start QUOTED TEXT
Our experience in high-performance computational chemistry, led us to the choice of structuring our computational resources as clusters of homogenous computational nodes (that most often are commercial off-the-shelf, hardware), managed by a POSIX Operating System (Linux) and sitting behind a batch system (Torque/MAUI) to serve long running jobs. Computational chemistry problems are, in most cases, running for weeks or months, so one of the constrain we have to meet, is maintaining a large number of healthy and efficient machines, up and running for very long periods, often for years.

HPC chemistry problems are, at the same time, expensive, in terms of CPU loads and I/O activity, and large, in terms of memory and storage capacity. Hence, our machines have to satisfy these requirements and, at the same time, be of course as inexpensive as possible. Over time, these constrains led us to conceive a “model” of “machine”, where the machine is actually a network of computational nodes, that we have implemented over and over again for building our HPC infrastructure.
end QUOTED TEXT
REQUIREMENTS:
Print, word for word, the stretch of the computational chemistry cluster text from "HPC chemistry problems" through "our HPC infrastructure.".
start RECORDED INFORMATION
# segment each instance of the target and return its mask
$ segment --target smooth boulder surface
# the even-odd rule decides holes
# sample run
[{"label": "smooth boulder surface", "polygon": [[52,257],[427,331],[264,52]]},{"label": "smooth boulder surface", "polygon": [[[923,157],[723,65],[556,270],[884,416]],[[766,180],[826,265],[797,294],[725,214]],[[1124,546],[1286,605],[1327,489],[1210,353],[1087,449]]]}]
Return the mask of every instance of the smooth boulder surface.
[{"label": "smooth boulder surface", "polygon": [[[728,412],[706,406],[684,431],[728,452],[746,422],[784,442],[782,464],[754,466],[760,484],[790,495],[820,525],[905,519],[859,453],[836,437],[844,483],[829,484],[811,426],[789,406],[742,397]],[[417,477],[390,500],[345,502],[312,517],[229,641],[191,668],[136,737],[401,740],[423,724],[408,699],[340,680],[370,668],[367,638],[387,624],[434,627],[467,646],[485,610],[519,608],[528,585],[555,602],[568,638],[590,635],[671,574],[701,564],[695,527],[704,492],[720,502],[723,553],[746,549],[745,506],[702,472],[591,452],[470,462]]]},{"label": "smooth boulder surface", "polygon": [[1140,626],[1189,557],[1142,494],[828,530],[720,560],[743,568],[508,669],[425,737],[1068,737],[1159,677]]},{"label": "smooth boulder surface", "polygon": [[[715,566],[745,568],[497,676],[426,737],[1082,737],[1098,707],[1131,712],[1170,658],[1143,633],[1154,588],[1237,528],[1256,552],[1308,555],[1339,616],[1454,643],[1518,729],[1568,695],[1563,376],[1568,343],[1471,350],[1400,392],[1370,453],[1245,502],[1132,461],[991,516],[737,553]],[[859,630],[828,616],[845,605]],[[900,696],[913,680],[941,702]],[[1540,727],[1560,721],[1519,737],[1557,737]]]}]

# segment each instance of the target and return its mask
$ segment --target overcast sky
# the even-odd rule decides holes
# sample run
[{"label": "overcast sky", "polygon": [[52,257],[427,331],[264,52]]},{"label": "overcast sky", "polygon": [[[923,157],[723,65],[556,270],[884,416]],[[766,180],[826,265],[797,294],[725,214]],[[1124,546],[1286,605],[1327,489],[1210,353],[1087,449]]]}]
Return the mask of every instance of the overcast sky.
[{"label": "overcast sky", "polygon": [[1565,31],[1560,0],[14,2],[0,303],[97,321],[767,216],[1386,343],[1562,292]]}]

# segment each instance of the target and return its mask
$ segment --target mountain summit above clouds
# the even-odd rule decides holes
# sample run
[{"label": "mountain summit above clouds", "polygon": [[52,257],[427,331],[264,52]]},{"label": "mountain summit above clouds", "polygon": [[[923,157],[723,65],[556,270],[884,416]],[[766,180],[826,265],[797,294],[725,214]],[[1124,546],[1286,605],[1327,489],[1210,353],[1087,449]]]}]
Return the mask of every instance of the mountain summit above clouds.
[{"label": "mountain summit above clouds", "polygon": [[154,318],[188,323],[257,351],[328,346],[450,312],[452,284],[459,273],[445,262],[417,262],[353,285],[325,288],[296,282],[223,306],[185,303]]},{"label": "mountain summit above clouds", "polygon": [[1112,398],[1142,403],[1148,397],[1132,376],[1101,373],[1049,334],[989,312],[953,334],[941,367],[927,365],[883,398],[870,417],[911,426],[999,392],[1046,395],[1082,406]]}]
end RECORDED INFORMATION
FULL SOLUTION:
HPC chemistry problems are, at the same time, expensive, in terms of CPU loads and I/O activity, and large, in terms of memory and storage capacity. Hence, our machines have to satisfy these requirements and, at the same time, be of course as inexpensive as possible. Over time, these constrains led us to conceive a “model” of “machine”, where the machine is actually a network of computational nodes, that we have implemented over and over again for building our HPC infrastructure.